**Text segment**
■ ■ ■ ■ ■
All The Losers Of The First Presidential Debate | Gradient

All the Losers of the First Presidential Debate

Batman versus Superman. Ali versus Frazier. David versus Goliath. Ecks versus Sever. Culture is littered with legendary knock down drag out fights in which history hangs in the balance and glory awaits the victorious. Last night’s first presidential debate, moderated by Lester Holt, will not be joining these ranks because there was no glory, no balance and very little history, insofar as history is an accurate statement of fact.

Conventional wisdom has it that Trump started strong, but slowly gave into the temptation to explode into flames at the slightest provocation. He never quite recovered from laughably bad responses to his birther conspiracies and refusal to release his tax returns. Hillary Clinton started off on her heels as Trump came at her with accusations of shifting sides on tax policy, but she grew more comfortable in discussing race relations and coasted through the final thirty minutes as her opponent proved again to be his own worst enemy.

There were no winners. Let’s break down the losers.

Lester Holt

God save Lester Holt, a man given the Sisyphean task of moderating a debate between Hillary Clinton and Donald Trump all while being forbidden from doing his job. Holt did manage to jump in with a few fact checks (including the all important check on Trump’s alleged disapproval of the Iraq War). That’s not the most metal thing a journalist can do, but be thankful for small blessings in 2016.

Holt did not fail insofar as there was no way for him to truly succeed, but he lost nevertheless. His actual questions were rarely answered, and when they were answered, it was with such circuitous logic and lawyerly parsing of truth that it hardly mattered.


The North American Free Trade Agreement was disavowed, dragged, left to die in a ditch and damned to hell for all time by all parties involved. One of Trump’s few solid blows of the night was calling out Clinton’s flip on NAFTA. He had her dead to rights, and she knew it. Trump was equally tough on her flip on TPP,  but overplayed his hand by saying he forced her to change his mind. If anyone can take credit for forcing Clinton over on the TPP issue, it’s probably Bernie Sanders. Hey, speaking of Sanders …

Bernie Sanders

Chin up, Bernie.
■ ■ ■ ■ ■
**Data shown**
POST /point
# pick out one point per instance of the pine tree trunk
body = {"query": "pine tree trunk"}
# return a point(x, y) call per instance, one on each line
■ ■ ■ ■ ■
**The tasks**
**A.** In the piece on the first presidential debate, why does Lester Holt count as a loser even though he "did not fail"? Answer in one to three sentences.
**B.** Pick up the piece on the first presidential debate after "Chin up, Bernie." and write its next part.
The material here stands apart from the piece on the first presidential debate.

**Answers to each task**
**A.** Holt lost because his questions were rarely answered. When they were, the replies relied on such circuitous logic and lawyerly parsing of truth that the answers hardly mattered.

**B.**
Cyber Security

Admittedly, if you like hearing two 70-year-olds yell about “cyber,” this might have been a win for you. But for the rest of us, this was a reason to hope that no matter who wins in November, they hire a very good internet security advisor because good grief. Let’s start with Clinton’s answer on how the US needs to prep for the future.

I think cybersecurity, cyber warfare will be one of the greatest challenges facing the next president, because clearly we’re facing, at this point, two different kinds adversaries. There are the independent hacking groups that do it mostly for commercial reasons to try to steal information that they then can use to make money. But increasingly, we are seeing cyberattacks coming from states.

The most recent and troubling of these has been Russia. There’s no doubt now that Russia has used cyberattacks against all kinds of organizations in our country, and I am deeply concerned about this. I know Donald been very praiseworthy of Vladimir Putin.

But Putin is playing a very tough, long game here. And one of the things he’s done is to let loose cyberattackers to hack into government files, to personal files, the Democratic National Committee. And we recently learned that this is one of their preferred methods of trying to wreak havoc and collect information. We need to make it very clear, whether it’s Russia, China, Iran, or anybody else, the United States has much greater capacity.

And we are not going to sit idly by and permit state actors to go after our information, our private sector information or our public sector information, and we’re going to have to make it clear that we don’t want to use the kinds of tools that we have. We don’t want to engage in a different kind of warfare. But we will defend the citizens of this country, and the Russians need to understand that.

So, OK. This is not an objectively terrific answer and contains very little in the way of real policy about how to address the issue beyond “yeah, it’s a problem.” That said, it is a coherent stringing together of real words into sentences. That’s a pretty low bar to clear for a presidential debate, but clearing it is not a given, as Trump’s answer to the same question shows.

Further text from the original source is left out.